Output every record exactly, and nothing more.

(Stored items)
((
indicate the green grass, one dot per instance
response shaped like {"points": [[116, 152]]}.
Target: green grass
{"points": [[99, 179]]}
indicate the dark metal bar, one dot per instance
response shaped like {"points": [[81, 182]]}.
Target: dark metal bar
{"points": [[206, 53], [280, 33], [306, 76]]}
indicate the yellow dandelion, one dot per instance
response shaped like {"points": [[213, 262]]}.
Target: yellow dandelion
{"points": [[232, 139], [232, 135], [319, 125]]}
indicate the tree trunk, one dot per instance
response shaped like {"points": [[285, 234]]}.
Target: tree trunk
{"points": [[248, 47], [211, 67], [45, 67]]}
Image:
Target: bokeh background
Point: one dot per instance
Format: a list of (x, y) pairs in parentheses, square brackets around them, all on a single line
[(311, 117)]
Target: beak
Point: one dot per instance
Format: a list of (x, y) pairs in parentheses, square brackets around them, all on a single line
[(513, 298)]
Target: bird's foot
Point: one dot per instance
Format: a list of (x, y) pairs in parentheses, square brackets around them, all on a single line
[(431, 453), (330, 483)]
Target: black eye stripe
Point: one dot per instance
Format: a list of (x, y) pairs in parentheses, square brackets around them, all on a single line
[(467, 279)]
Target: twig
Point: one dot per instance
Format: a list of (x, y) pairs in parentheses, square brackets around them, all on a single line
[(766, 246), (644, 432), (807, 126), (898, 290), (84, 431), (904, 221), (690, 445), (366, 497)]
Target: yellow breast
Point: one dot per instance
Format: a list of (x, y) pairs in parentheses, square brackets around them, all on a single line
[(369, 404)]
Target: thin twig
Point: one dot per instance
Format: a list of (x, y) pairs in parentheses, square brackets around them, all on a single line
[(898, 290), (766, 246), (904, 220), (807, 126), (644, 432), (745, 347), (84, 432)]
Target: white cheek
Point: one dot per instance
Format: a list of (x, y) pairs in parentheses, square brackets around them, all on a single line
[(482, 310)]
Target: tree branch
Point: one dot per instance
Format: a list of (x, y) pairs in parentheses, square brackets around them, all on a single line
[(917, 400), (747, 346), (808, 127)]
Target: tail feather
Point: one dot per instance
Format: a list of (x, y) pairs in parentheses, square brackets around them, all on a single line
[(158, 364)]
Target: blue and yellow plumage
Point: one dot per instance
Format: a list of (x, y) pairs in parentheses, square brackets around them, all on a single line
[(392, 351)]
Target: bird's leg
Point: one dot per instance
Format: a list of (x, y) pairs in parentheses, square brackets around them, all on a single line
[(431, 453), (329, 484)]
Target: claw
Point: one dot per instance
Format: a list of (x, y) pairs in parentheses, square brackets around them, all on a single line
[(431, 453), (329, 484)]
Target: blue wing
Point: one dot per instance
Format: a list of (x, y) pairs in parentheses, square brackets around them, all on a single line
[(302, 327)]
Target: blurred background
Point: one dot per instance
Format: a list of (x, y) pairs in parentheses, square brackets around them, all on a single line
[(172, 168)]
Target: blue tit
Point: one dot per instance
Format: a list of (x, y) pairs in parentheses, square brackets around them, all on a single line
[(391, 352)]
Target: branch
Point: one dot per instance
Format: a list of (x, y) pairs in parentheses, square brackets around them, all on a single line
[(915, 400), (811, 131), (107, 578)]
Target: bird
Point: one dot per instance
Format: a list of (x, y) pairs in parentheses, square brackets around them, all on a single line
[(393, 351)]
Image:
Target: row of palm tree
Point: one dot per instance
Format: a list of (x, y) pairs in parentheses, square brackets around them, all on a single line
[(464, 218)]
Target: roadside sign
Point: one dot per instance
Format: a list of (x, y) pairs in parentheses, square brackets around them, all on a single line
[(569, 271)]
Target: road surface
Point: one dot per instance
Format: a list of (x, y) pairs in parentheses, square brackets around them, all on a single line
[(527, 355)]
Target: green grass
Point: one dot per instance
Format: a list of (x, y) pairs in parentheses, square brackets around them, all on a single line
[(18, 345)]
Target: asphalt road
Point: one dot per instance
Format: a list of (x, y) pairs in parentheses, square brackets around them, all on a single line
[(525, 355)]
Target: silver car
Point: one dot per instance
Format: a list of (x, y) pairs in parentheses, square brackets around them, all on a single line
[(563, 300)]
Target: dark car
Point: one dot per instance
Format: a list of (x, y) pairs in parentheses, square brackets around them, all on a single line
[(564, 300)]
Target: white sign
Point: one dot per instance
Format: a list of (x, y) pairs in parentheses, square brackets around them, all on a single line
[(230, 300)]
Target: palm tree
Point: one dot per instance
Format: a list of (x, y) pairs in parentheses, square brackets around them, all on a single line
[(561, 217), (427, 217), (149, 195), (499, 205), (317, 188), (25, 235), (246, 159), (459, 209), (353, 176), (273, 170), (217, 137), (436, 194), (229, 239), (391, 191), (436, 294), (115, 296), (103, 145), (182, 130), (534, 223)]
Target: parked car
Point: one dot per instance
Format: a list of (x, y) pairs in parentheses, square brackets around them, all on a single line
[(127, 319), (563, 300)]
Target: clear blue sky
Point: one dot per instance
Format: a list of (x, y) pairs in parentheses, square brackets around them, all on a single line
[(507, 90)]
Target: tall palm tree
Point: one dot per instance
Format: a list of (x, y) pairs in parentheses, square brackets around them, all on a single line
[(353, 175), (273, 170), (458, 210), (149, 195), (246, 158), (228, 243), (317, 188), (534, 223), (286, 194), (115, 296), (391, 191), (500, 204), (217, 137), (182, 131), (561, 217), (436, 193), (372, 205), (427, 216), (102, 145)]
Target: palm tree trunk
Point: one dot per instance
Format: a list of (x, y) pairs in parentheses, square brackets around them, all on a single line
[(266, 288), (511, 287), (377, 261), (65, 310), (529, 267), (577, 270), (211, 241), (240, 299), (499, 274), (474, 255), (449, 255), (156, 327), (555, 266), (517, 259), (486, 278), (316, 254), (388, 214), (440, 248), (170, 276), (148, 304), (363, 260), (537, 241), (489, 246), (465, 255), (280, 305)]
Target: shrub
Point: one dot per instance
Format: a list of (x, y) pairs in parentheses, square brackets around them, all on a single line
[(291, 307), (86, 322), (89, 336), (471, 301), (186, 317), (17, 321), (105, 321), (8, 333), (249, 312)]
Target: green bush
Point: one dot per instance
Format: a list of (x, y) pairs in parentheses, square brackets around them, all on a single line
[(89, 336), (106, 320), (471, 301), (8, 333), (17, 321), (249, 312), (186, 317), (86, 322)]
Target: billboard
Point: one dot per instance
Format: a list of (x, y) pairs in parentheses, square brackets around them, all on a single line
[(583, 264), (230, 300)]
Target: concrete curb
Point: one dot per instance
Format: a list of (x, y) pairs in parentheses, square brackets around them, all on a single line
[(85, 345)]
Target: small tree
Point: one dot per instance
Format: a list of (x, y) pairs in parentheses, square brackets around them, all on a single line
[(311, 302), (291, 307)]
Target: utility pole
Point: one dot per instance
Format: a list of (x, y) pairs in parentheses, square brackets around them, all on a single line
))
## TASK RESULT
indicate the green grass, one dot per instance
response shaped like {"points": [[116, 152]]}.
Target: green grass
{"points": [[99, 179]]}
indicate the dark metal bar, one dot per instance
response shaped like {"points": [[81, 182]]}.
Target: dark metal bar
{"points": [[206, 53], [280, 33], [306, 76]]}
indicate the yellow dandelion, one dot per instance
response shaped like {"points": [[213, 262]]}.
Target: yellow dandelion
{"points": [[232, 139], [232, 135], [319, 125]]}
indicate the tree trunk, one dot per instance
response shaped like {"points": [[285, 234]]}.
Target: tree trunk
{"points": [[248, 47], [211, 67], [45, 67]]}
Image:
Target: bokeh background
Point: one dot per instance
Format: a list of (x, y) pairs in parentheses, square brackets around them, all on a single line
[(311, 117)]
Target: beak
Point: one dot per instance
Format: a list of (x, y) pairs in parentheses, square brackets around them, all on a single line
[(513, 298)]
Target: bird's foot
Point: one dot per instance
Format: a list of (x, y) pairs in parentheses, square brackets around them, all on a single line
[(431, 453), (330, 483)]
Target: black eye stripe
Point: one dot per instance
Format: a list of (x, y) pairs in parentheses, square brackets around them, all on a single line
[(467, 279)]
Target: twig
Point: one dot per instance
Format: a list of (x, y) pairs in parentheses, square brackets around them, all on a single line
[(766, 246), (644, 432), (807, 126), (898, 290), (84, 431), (904, 221), (690, 445), (366, 497)]
Target: yellow breast
Point: one dot per instance
Format: a list of (x, y) pairs in parentheses, square brackets around them, all on a single line
[(369, 404)]
Target: thin twig
Point: one dot per instance
Format: a list of (x, y) pairs in parentheses, square brackets around them, all on a single line
[(898, 290), (766, 246), (904, 220), (807, 126), (644, 432), (745, 347), (84, 432)]
Target: white cheek
Point: one dot per instance
Format: a list of (x, y) pairs in parentheses, square brackets around them, all on a single line
[(482, 310)]
Target: tree branch
Point: one dot per instance
Format: a list of (x, y) pairs in parentheses, square brackets around them, all on a single line
[(917, 400), (747, 346), (808, 127)]
Target: tail feather
Point: one dot per instance
Format: a list of (x, y) pairs in parentheses, square brackets around them, all on a single line
[(158, 364)]
Target: blue and yellow plumage
Point: one dot per instance
Format: a list of (x, y) pairs in parentheses, square brackets around them, all on a single line
[(392, 351)]
Target: bird's leg
Point: one dot per instance
Format: a list of (x, y) pairs in parentheses, square brackets around them, all on a single line
[(431, 453), (329, 484)]
Target: claw
Point: one dot per instance
Format: a list of (x, y) pairs in parentheses, square brackets around them, all on a single line
[(431, 453), (329, 484)]
Target: blue wing
Point: one dot per instance
Format: a list of (x, y) pairs in parentheses, square brackets around them, all on a single line
[(302, 327)]
Target: blurred background
Point: one dot per instance
Format: a list of (x, y) pairs in parentheses, square brackets around them, all on a single line
[(172, 168)]
Target: blue tit
Point: one dot per instance
Format: a list of (x, y) pairs in parentheses, square brackets around them, all on a single line
[(391, 352)]
Target: branch
Point: one dot per instance
Format: a list of (x, y) pairs in parentheses, square brackets around them, all on a single line
[(915, 400), (811, 131), (107, 578)]
Target: bird
Point: one dot per instance
Format: a list of (x, y) pairs in parentheses, square brackets around them, all on a single line
[(393, 351)]
Image:
Target: row of palm tree
Point: one dot per instance
Format: a list of (x, y) pairs in parentheses, square brackets around them, all on a single line
[(464, 218)]
Target: roadside sign
Point: one dot per instance
Format: a list of (x, y) pairs in parentheses, square brackets around them, all on a single line
[(569, 271)]
Target: road surface
Point: one dot per instance
Format: a list of (x, y) pairs in parentheses, square brackets around them, all on a single line
[(527, 355)]
Target: green grass
Point: one dot per instance
Format: a list of (x, y) pairs in parentheses, square brackets around them, all on a single line
[(18, 345)]
Target: asphalt road
Point: one dot per instance
Format: a list of (x, y) pairs in parentheses, square brackets around them, all on a single line
[(525, 355)]
Target: silver car
Point: one dot per instance
Format: a list of (x, y) pairs in parentheses, square brackets around them, all on a single line
[(563, 300)]
Target: dark car
Point: one dot per instance
Format: a list of (x, y) pairs in parentheses, square brackets around them, all on a single line
[(564, 300)]
Target: white sign
Point: one dot per instance
Format: a list of (x, y) pairs in parentheses, square brackets around them, all on a single line
[(230, 300)]
Target: palm tree
Point: one dot per instance
Format: a list of (x, y) pairs in parentheses, square brackets around them, all on a single line
[(561, 217), (427, 217), (149, 195), (499, 205), (317, 188), (25, 235), (246, 159), (459, 209), (353, 176), (273, 170), (217, 137), (436, 194), (229, 239), (391, 191), (436, 294), (115, 296), (103, 145), (182, 130), (534, 223)]
Target: parked car
Point: one dot per instance
Format: a list of (x, y) pairs in parentheses, square brackets around them, all on a single line
[(127, 319), (563, 300)]
Target: clear blue sky
Point: one dot per instance
Format: a list of (x, y) pairs in parentheses, square brackets around them, all on a single line
[(507, 90)]
Target: tall palm tree
Point: one dot per instance
Format: a list of (x, y) pairs in parentheses, square brackets around them, all on a single line
[(353, 175), (273, 170), (458, 210), (149, 195), (246, 158), (228, 243), (317, 188), (534, 223), (286, 194), (115, 296), (391, 191), (500, 204), (217, 137), (182, 131), (561, 217), (436, 193), (372, 205), (427, 216), (102, 145)]
Target: palm tree trunk
Point: one dot per instance
Format: a list of (x, y) pairs in parentheses, square brackets around them, all on a single line
[(266, 288), (511, 287), (377, 261), (65, 310), (529, 267), (577, 270), (211, 241), (240, 299), (499, 274), (474, 255), (449, 255), (156, 327), (555, 266), (517, 259), (486, 278), (316, 254), (388, 214), (440, 248), (170, 276), (148, 304), (363, 260), (537, 241), (489, 246), (465, 255), (280, 305)]
Target: shrub
Point: one dot per instance
Format: a list of (x, y) pairs in parentheses, square brackets around them, all on a single line
[(291, 307), (86, 322), (89, 336), (471, 301), (186, 317), (17, 321), (105, 321), (8, 333), (249, 312)]
Target: green bush
Point: one dot per instance
Format: a list of (x, y) pairs in parentheses, square brackets around them, all on a single line
[(89, 336), (106, 320), (471, 301), (8, 333), (17, 321), (249, 312), (186, 317), (86, 322)]
Target: billboard
Point: one dot per instance
Format: a list of (x, y) pairs in parentheses, square brackets around them, all on a single line
[(583, 264), (230, 300)]
Target: concrete curb
Point: one dot per instance
Format: a list of (x, y) pairs in parentheses, square brackets around them, all on a single line
[(85, 345)]
Target: small tree
Point: one dot per instance
Format: a list of (x, y) pairs in parentheses, square brackets around them, all on a single line
[(311, 302), (291, 307)]
Target: utility pole
Point: one dot per instance
Format: a list of (x, y) pairs in parentheses, square brackets around them, all on a single line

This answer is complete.